_Data excerpts_.

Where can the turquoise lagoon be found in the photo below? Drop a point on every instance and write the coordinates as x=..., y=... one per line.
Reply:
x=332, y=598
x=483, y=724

==

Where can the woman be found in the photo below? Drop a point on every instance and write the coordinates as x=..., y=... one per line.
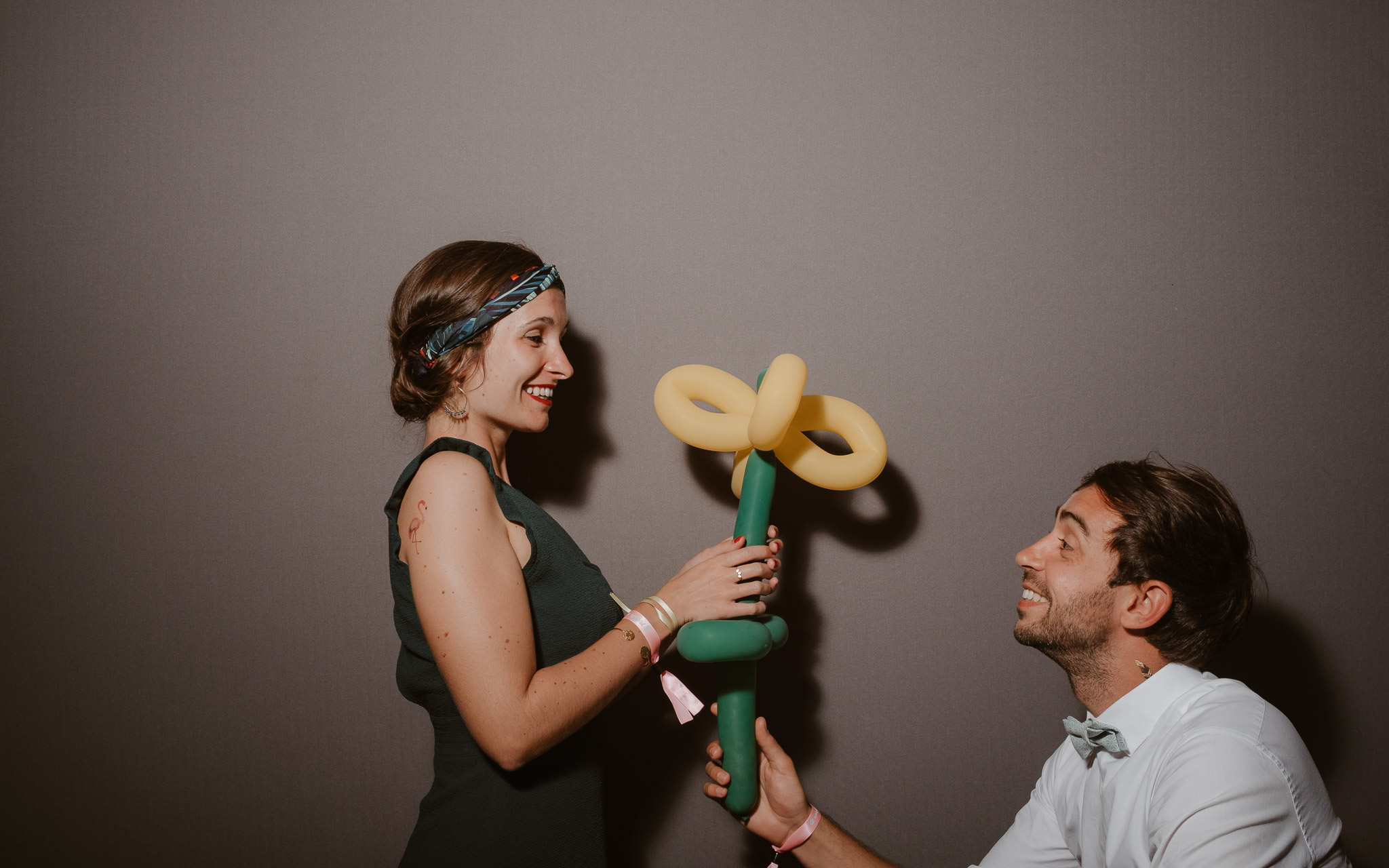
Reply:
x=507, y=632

_Prompt_. Rewrite the items from the line with "Where can the turquoise" up to and including the line with "x=483, y=724", putting "reef" in place of "lagoon" and leaving everything else as it is.

_The answer_.
Where can the turquoise reef be found in the photo below? Drop a point on every instance and write the coordinates as x=..., y=... one per line.
Reply:
x=332, y=598
x=483, y=724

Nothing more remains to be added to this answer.